● **How to complete this task**
Write out again only the lines running from the one that contains "Each instance receives exactly one keypoint. Mark the scattered" to the end of the records below, including both the first and the last.

● **The data**
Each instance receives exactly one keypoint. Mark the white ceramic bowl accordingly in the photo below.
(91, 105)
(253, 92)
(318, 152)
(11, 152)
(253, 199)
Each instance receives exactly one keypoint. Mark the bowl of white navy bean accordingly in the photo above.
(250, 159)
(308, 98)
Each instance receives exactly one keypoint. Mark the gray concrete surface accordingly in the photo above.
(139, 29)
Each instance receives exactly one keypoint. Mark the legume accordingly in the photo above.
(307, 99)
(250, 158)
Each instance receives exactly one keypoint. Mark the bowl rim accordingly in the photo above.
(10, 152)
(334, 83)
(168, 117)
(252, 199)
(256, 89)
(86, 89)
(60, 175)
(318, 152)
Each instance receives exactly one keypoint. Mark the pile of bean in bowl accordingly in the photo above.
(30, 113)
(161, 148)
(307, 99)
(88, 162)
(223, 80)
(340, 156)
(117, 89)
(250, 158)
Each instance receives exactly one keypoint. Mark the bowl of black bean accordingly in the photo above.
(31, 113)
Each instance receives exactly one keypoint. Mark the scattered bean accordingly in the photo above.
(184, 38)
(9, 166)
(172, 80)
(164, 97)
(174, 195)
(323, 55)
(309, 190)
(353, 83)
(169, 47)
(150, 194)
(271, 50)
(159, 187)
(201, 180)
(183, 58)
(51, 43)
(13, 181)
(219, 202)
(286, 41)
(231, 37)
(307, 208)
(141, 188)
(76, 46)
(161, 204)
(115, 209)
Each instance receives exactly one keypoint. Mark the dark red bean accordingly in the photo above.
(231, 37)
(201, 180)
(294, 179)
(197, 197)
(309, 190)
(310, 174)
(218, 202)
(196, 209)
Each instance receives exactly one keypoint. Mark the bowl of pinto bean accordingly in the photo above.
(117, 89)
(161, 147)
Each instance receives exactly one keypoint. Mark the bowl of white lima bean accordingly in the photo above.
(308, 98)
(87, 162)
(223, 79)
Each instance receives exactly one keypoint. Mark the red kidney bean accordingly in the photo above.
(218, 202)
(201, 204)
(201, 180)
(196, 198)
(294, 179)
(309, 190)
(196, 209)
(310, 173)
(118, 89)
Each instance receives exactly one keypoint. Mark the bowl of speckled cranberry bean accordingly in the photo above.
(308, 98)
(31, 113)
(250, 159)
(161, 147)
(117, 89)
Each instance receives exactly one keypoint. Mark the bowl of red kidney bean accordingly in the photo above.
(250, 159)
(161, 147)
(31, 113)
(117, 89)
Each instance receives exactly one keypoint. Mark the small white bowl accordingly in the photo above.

● **Output for this exercise**
Each instance receives exactly one keypoint. Mark the scattered bean accordingly in the photo above.
(184, 38)
(9, 166)
(172, 80)
(164, 97)
(174, 195)
(323, 55)
(309, 190)
(353, 83)
(169, 47)
(150, 194)
(271, 50)
(159, 187)
(201, 180)
(183, 58)
(51, 43)
(13, 181)
(219, 202)
(286, 41)
(231, 37)
(307, 208)
(141, 188)
(76, 46)
(161, 204)
(115, 209)
Each instance receives exactly one keypoint. Mark the dark red bean accordingly in the photo above.
(231, 37)
(201, 180)
(294, 179)
(197, 197)
(309, 190)
(310, 174)
(218, 202)
(196, 209)
Each instance receives exactly one keypoint. Mark the bowl of pinto bean accordingly in the photo above.
(117, 89)
(161, 147)
Each instance receives exactly one keypoint. Mark the bowl of white lima bean accordingly in the photo above.
(308, 98)
(87, 162)
(223, 79)
Each instance receives exactly one keypoint. Mark the red kidney bean accordingly in the photo above.
(218, 202)
(201, 204)
(201, 180)
(196, 198)
(294, 179)
(309, 190)
(196, 209)
(310, 173)
(118, 89)
Each instance receives exactly one keypoint. Mark the bowl of speckled cranberry bean accordingly in the photo above.
(308, 98)
(31, 113)
(250, 159)
(161, 147)
(117, 89)
Each instance receives exactly one keypoint. Mark the bowl of red kidney bean accordingly in the photo above.
(250, 159)
(161, 147)
(31, 113)
(117, 89)
Each instance receives exactly one keypoint. Mark the small white bowl accordingly in the photo above.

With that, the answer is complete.